Problem requirements: Carry on the text about Archbishop Dunin from the point where it stops.

Text under study:
+-------+

Prussian authorities, considering Dunin's loyalty to the King of Prussia, recommended him as a candidate for the sees of archbishops of Poznań and Gniezno. He was appointed to those offices in 1830 and became bishop one year later. As proof of his loyalty and on demand of the president of Grand Duchy of Posen, Eduard Flottwell, Dunin wrote a pastoral letter condemning the November Uprising. On the other hand, Dunin got permission for Polish priests to communicate in Polish rather than German.

In 1837, the conflict between Prussian authorities and the archbishop began. Dunin, according to the breve of Pius VIII (1830), announced that all mixed marriages between Catholics and Protestants had to take an oath that all their offspring would be raised as Catholics. The Prussian authorities sentenced Dunin to six months of internment and the loss of his archbishopric thrones. His penalty started on April 3, 1839 in Berlin. The archbishop considered the sentence to be an unjustified intervention of secular authority into ecclesiastical law. He left Berlin and went to Poznań, where he was arrested. He was later sent to prison in the stronghold at Kolberg (Kołobrzeg). After ten months of penalty, the new king Frederick William IV granted his freedom. The monarch, to prevent a possible uprising of the partial Polish majority of the Grand Duchy, decided the dismissal of Flottwell. This was a foretaste of the Kulturkampf.

Dunin held the Prussian Order of the Black Eagle.

After his return to Poznań, Dunin swore loyalty to the new king, but he continued his anti-Prussian politics in church until his death. He was buried in the archcathedral of Poznań.

+-------+

Stored data entries
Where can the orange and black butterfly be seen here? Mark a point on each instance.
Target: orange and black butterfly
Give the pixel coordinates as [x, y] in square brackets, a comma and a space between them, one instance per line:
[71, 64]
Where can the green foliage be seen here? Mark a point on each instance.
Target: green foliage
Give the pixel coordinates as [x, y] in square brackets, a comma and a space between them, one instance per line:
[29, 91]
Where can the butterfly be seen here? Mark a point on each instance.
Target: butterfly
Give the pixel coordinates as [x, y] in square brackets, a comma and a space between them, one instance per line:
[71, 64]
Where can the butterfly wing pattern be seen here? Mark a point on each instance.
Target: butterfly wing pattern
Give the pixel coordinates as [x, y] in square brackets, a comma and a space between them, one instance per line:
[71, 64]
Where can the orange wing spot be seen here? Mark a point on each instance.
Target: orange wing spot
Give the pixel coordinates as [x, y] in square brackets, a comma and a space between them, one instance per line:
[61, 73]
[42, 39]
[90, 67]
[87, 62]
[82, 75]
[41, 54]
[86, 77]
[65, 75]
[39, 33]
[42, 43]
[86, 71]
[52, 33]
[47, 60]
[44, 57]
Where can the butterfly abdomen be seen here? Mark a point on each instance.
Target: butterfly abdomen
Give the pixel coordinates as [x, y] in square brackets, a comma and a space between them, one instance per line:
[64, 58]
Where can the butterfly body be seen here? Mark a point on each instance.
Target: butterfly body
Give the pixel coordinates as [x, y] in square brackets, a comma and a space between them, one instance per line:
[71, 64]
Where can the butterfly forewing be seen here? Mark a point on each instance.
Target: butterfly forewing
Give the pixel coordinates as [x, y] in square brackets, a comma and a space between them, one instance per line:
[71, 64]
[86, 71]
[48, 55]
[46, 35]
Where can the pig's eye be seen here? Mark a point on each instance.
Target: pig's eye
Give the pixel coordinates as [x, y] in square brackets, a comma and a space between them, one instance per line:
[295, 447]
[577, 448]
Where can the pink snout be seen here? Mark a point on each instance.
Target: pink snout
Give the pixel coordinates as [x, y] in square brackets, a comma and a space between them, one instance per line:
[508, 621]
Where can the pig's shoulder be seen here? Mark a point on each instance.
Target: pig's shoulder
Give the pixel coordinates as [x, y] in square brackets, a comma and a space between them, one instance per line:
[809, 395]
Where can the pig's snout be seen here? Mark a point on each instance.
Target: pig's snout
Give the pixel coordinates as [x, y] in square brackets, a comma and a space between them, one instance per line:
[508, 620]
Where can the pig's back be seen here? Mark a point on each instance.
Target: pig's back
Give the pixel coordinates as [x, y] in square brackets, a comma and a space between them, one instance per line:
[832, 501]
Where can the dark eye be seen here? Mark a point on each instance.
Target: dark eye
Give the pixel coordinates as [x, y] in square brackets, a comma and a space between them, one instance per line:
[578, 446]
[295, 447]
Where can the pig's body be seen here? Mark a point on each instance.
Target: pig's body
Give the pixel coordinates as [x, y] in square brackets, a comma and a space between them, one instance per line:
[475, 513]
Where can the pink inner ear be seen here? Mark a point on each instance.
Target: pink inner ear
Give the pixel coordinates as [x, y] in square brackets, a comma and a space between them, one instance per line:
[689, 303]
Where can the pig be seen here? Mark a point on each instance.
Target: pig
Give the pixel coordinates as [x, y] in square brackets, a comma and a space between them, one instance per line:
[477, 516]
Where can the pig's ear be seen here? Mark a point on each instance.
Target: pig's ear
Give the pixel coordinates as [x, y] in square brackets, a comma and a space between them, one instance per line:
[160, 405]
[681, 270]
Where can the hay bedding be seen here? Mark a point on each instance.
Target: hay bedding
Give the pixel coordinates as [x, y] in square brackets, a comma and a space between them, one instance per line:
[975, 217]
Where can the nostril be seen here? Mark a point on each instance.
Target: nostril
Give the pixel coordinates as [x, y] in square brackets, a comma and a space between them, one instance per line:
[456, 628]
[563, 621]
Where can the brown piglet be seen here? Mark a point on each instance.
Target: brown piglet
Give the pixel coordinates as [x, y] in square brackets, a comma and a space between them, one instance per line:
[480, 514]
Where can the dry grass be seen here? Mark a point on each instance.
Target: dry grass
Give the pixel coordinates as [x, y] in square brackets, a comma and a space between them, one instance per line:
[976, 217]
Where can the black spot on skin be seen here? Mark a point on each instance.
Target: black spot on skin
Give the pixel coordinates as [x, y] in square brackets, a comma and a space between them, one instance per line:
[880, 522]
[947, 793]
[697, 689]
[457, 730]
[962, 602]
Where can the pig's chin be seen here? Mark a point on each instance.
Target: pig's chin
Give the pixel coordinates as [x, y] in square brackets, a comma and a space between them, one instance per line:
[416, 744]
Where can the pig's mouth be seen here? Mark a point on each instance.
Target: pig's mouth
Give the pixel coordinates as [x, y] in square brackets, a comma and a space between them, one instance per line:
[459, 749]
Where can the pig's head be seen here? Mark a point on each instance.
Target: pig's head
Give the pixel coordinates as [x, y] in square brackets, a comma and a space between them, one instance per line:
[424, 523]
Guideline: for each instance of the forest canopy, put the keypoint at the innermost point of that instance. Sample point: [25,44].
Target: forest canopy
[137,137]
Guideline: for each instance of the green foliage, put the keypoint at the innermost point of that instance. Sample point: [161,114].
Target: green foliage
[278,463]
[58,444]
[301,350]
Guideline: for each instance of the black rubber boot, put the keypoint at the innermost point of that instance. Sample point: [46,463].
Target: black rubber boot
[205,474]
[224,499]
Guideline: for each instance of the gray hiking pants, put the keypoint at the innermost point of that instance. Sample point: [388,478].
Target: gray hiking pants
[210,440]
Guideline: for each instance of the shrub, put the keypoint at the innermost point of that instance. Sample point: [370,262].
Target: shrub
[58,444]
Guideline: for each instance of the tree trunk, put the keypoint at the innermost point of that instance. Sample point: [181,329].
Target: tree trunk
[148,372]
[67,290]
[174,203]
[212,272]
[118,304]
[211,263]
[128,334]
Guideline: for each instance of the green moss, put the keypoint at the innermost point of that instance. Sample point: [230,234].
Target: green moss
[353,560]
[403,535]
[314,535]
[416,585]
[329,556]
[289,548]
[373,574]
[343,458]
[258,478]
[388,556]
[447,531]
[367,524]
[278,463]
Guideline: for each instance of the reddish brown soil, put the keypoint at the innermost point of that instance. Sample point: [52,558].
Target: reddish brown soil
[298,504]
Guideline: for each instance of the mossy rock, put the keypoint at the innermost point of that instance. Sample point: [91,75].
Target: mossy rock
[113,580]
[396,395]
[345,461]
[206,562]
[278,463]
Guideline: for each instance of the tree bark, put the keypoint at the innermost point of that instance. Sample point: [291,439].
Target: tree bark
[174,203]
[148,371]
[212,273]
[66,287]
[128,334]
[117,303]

+-------+

Response to the task:
==Works==
- Wilhelm von Schütz; Martin von Dunin: Ueber die preussische Rechtsansicht wegen der gemischten Ehen. Beigefügtes Werk: Nebst Rechtfertigung des Herrn v. Dunin auf die von der königl. Regierung in Berlin durch die Staatszeitung vom 31. Dezember 1838 veröffentlichte Erklärung. Regensburg: Manz, 1839.
- Martin von Dunin und Franz Pohl: Erzbischof von Gnesen und Posen: eine biographische und kirchenhistorische Skizze. Marienburg: Dormann 1843. Posen: W. Stefański, 1850.
- Marcin Dunin: Książka do nabożeństwa z polecenia najprzewielebniejszego śp. arcybiskupa Dunina dla wszystkich katolików szczególniej zaś dla wygody katolików Archidiecezyi Poznańskiéj i Gnieźnieńskiéj. 2. ed. 1850.
- Marcin Dunin: Książka do nabożeństwa dla wszystkich katolików, szczególniéj zaś dla wygody katolików archidyecezyi gnieźnieńskiéj i poznańskiéj / z polecenia najprzewielebniejszego arcybiskupa Dunin ułożone. Leszno: E. Günther, 1853.
- Marcin Dunin: Książka do nabożeństwa dla wszystkich katolików, szczególniéj zaś dla wygody katolików archidyecezyi gnieźnieńskiéj i poznańskiéj z polecenia najprzewielebniejszego X. arcy-biskupa Dunina ułożona, na nowo z rozkazu najprzewielebniejszego arcy-biskupa X. Leona Przyłuskiego przejrzana. Gnesen: J. B. Lange, 1861.
- Marcin Dunin: Książka do nabożeństwa dla wszystkich katolików, szczególniéj zaś dla wygody katolików archidyecezyi gnieźnieńskiéj i poznańskiéj / z polecenia najprzewielebniejszego X. arcy-biskupa Dunina ułożona, na nowo z rozkazu najprzewielebniejszego arcy-biskupa X. Leona Przyłuskiego przejrzana. Gnesen: J. B. Lange, 1864.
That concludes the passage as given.